#### DATA SUPPLIED ####
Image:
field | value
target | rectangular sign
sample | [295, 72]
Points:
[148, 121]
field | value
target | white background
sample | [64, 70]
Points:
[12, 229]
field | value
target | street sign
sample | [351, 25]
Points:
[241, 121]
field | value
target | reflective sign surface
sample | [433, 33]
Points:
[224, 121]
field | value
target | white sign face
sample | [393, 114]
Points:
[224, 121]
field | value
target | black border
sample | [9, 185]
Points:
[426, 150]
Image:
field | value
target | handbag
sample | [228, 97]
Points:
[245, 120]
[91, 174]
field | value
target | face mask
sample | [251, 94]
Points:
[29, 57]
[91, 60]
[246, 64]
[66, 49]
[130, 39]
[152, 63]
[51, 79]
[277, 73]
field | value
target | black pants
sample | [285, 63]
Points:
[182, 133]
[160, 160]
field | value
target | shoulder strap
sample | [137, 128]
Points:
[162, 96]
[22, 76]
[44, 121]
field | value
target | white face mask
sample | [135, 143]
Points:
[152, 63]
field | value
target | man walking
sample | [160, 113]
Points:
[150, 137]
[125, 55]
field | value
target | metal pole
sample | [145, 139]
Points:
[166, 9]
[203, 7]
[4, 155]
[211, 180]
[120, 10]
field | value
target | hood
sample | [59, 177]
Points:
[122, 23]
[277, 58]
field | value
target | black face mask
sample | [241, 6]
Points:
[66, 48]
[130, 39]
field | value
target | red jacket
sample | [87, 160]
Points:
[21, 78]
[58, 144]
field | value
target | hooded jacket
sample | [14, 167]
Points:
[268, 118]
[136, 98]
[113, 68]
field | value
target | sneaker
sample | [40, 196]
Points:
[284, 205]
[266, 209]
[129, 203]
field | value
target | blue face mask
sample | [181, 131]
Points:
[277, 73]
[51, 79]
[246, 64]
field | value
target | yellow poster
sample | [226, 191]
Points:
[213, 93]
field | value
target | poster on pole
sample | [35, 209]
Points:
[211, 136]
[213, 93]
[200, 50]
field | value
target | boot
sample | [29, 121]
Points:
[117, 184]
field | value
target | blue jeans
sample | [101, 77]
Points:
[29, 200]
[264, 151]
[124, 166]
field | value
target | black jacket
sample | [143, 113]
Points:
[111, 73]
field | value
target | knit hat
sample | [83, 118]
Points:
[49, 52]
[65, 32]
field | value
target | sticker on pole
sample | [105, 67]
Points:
####
## EXERCISE DETAILS
Retype the data in full, and keep every line identical to the original.

## PROBLEM SOLUTION
Image:
field | value
target | rectangular sign
sample | [295, 72]
Points:
[148, 121]
field | value
target | white background
sample | [64, 70]
Points:
[12, 229]
field | value
target | street sign
sample | [351, 25]
Points:
[241, 121]
field | value
target | reflective sign surface
sample | [433, 33]
Points:
[224, 121]
field | value
target | white sign face
sample | [393, 114]
Points:
[224, 121]
field | value
target | black border
sample | [9, 185]
Points:
[426, 150]
Image:
field | value
target | handbag
sample | [228, 97]
Points:
[245, 120]
[91, 174]
field | value
target | face mask
sample | [251, 94]
Points:
[29, 57]
[91, 60]
[246, 64]
[66, 49]
[130, 39]
[152, 63]
[51, 79]
[277, 73]
field | value
target | black pants
sample | [285, 63]
Points:
[182, 133]
[160, 160]
field | value
target | shoulder strap
sample | [137, 128]
Points:
[162, 96]
[22, 76]
[44, 121]
field | value
target | white face mask
sample | [135, 143]
Points:
[152, 63]
field | value
target | man walking
sample | [160, 113]
Points:
[150, 137]
[125, 55]
field | value
target | metal pole
sample | [145, 139]
Points:
[166, 9]
[203, 7]
[4, 155]
[211, 180]
[120, 10]
field | value
target | hood
sample | [59, 177]
Points:
[122, 23]
[277, 58]
field | value
target | black face mask
sample | [241, 6]
Points:
[66, 48]
[130, 39]
field | value
target | red jacket
sample | [87, 160]
Points:
[21, 78]
[58, 144]
field | value
target | hooded jacket
sample | [14, 167]
Points:
[268, 118]
[136, 98]
[113, 68]
field | value
target | sneaker
sample | [40, 196]
Points:
[284, 205]
[266, 209]
[129, 203]
field | value
target | blue face mask
sample | [181, 131]
Points:
[277, 73]
[51, 79]
[246, 64]
field | value
target | yellow poster
sample | [226, 191]
Points:
[213, 93]
field | value
target | poster on pole
sample | [35, 209]
Points:
[211, 136]
[213, 93]
[200, 50]
field | value
target | boot
sample | [29, 121]
Points:
[117, 184]
field | value
target | blue jeans
sample | [101, 77]
Points:
[29, 200]
[264, 151]
[124, 166]
field | value
target | black jacket
sample | [143, 113]
Points:
[111, 73]
field | value
target | knit hat
sample | [83, 118]
Points:
[49, 52]
[65, 32]
field | value
target | sticker on pole
sample | [105, 67]
Points:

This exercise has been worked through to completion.